CHALLENGE: Extract every line in the data below that contains the string "stem", copying each one in full.
=====
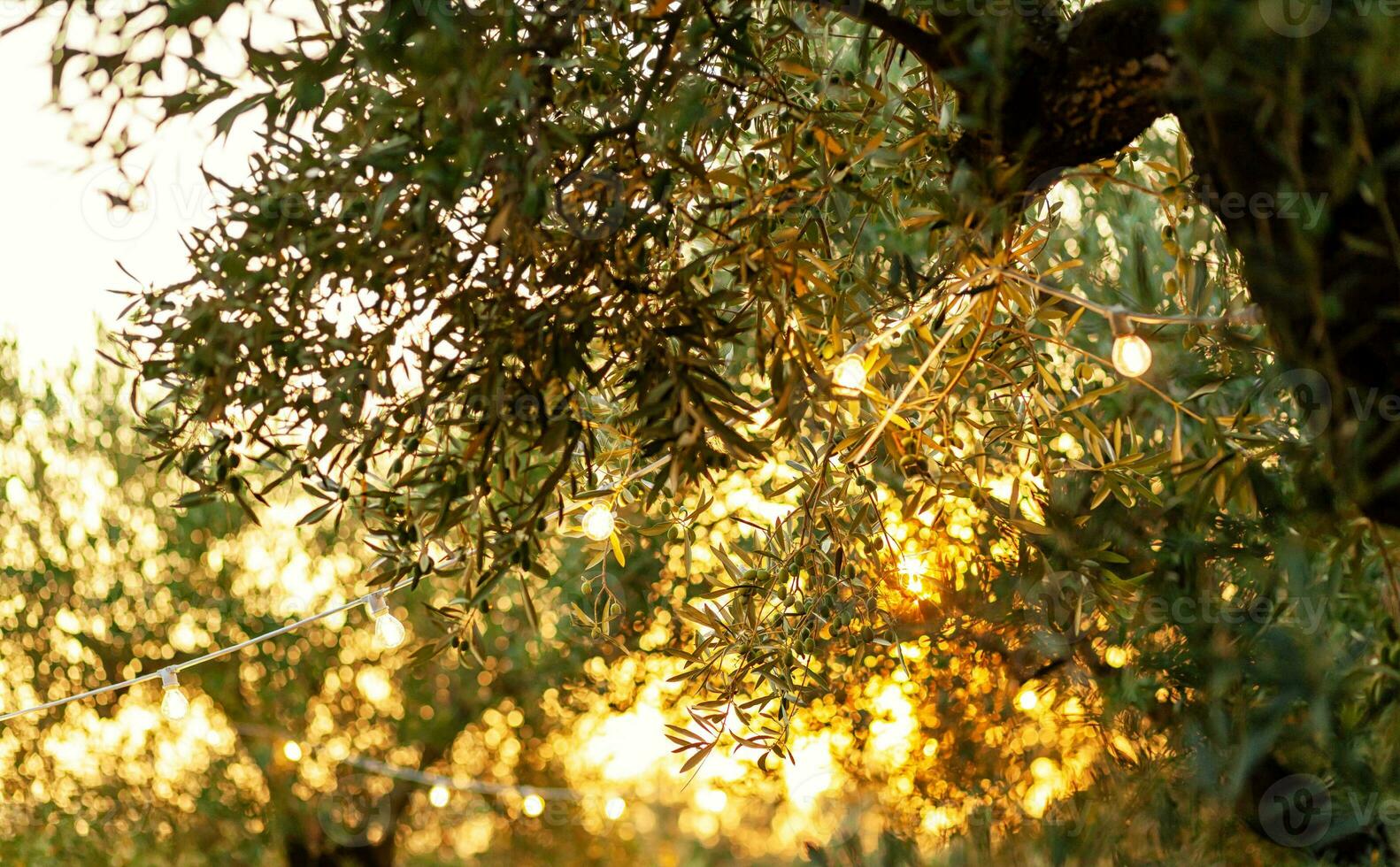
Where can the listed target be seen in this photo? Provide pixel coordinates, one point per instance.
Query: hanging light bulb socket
(598, 521)
(173, 703)
(387, 628)
(1132, 355)
(849, 376)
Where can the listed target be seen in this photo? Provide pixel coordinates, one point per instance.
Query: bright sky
(59, 242)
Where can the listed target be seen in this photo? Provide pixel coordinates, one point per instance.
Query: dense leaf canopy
(497, 264)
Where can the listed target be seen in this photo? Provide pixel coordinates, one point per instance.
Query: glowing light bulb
(912, 566)
(437, 796)
(173, 703)
(598, 523)
(849, 374)
(389, 631)
(1132, 355)
(387, 628)
(615, 807)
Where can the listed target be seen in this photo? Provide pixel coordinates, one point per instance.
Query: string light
(437, 796)
(388, 629)
(598, 521)
(1132, 355)
(173, 703)
(849, 374)
(175, 708)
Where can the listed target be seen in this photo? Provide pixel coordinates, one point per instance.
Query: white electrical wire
(479, 786)
(413, 775)
(224, 651)
(213, 655)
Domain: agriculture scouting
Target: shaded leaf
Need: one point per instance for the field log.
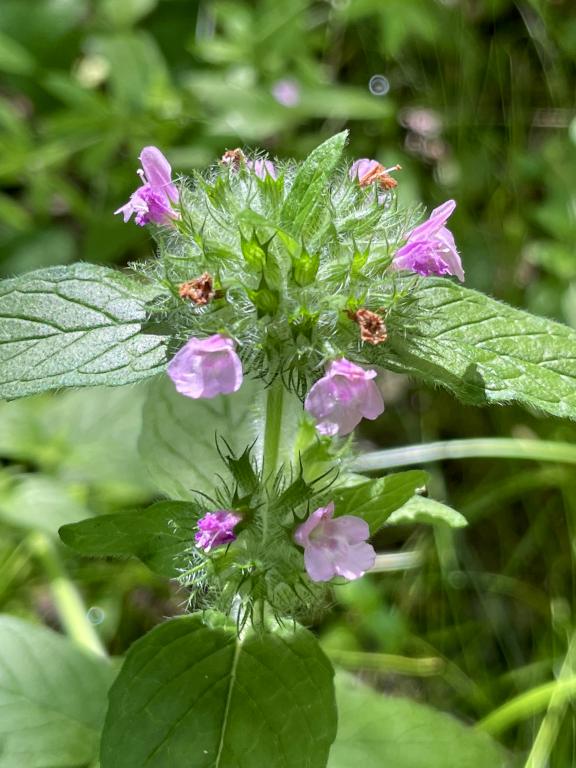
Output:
(158, 535)
(40, 502)
(178, 439)
(375, 500)
(375, 730)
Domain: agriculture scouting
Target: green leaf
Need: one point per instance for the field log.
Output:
(178, 439)
(52, 697)
(308, 193)
(193, 694)
(85, 436)
(375, 500)
(376, 730)
(41, 503)
(484, 351)
(74, 326)
(420, 509)
(15, 58)
(158, 535)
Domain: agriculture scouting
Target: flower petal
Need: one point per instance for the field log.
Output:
(358, 559)
(352, 528)
(158, 171)
(434, 223)
(318, 562)
(302, 533)
(372, 405)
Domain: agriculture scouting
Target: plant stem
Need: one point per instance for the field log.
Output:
(550, 725)
(527, 704)
(71, 610)
(476, 448)
(272, 436)
(387, 662)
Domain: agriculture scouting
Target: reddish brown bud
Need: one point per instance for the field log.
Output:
(200, 291)
(380, 175)
(234, 158)
(372, 328)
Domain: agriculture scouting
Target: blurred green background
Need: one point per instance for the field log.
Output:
(476, 100)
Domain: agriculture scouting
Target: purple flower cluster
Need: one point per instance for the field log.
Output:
(339, 400)
(153, 201)
(216, 529)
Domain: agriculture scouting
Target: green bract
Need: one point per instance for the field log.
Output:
(285, 264)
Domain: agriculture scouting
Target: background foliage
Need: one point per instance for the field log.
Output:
(477, 104)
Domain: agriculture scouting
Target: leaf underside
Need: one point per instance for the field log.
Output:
(74, 326)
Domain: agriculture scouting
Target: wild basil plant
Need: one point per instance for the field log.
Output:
(278, 295)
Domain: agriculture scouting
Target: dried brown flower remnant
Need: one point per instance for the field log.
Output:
(372, 328)
(234, 158)
(200, 291)
(377, 173)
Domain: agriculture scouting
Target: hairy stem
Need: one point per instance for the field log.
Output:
(272, 436)
(71, 610)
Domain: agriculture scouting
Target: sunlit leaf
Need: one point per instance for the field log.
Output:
(420, 509)
(195, 694)
(74, 326)
(52, 697)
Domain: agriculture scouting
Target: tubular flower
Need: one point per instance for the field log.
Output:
(263, 168)
(152, 202)
(206, 367)
(430, 248)
(335, 546)
(216, 529)
(343, 397)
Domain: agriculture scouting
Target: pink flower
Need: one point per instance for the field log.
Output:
(335, 547)
(286, 92)
(430, 248)
(206, 367)
(262, 168)
(343, 397)
(216, 529)
(152, 202)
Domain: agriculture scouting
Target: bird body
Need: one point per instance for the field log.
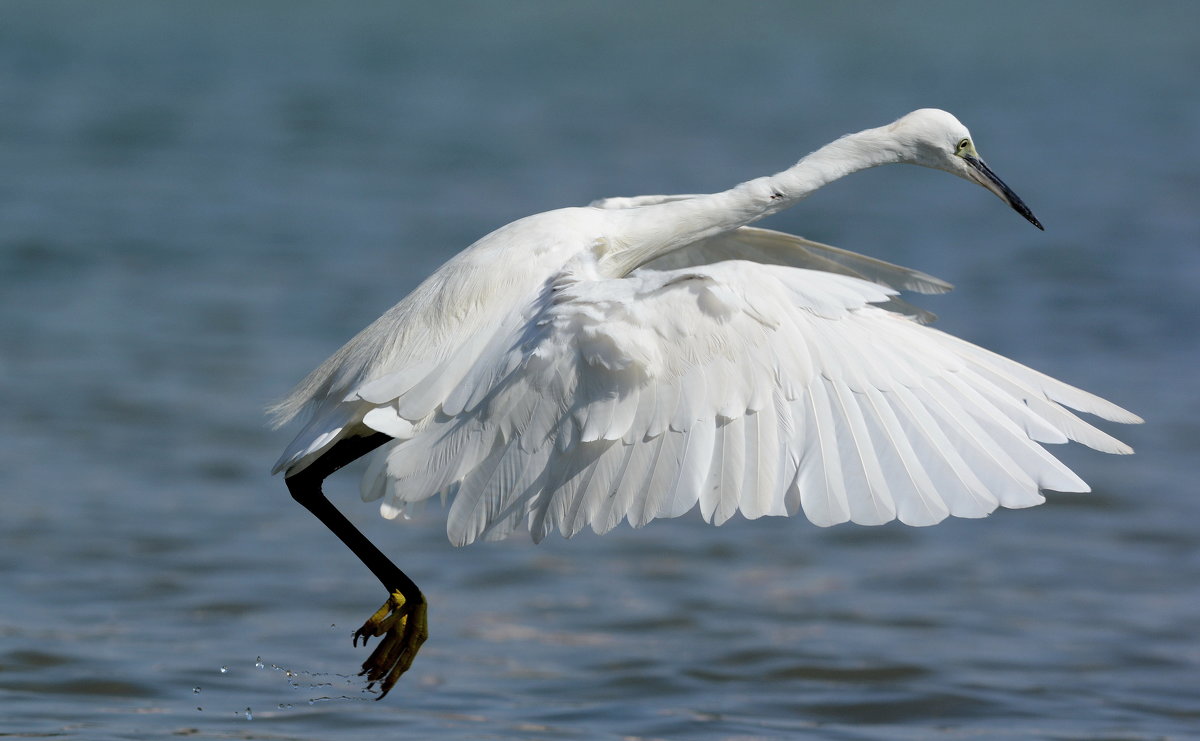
=====
EXERCISE OUTPUT:
Target: plant stem
Target: hairy stem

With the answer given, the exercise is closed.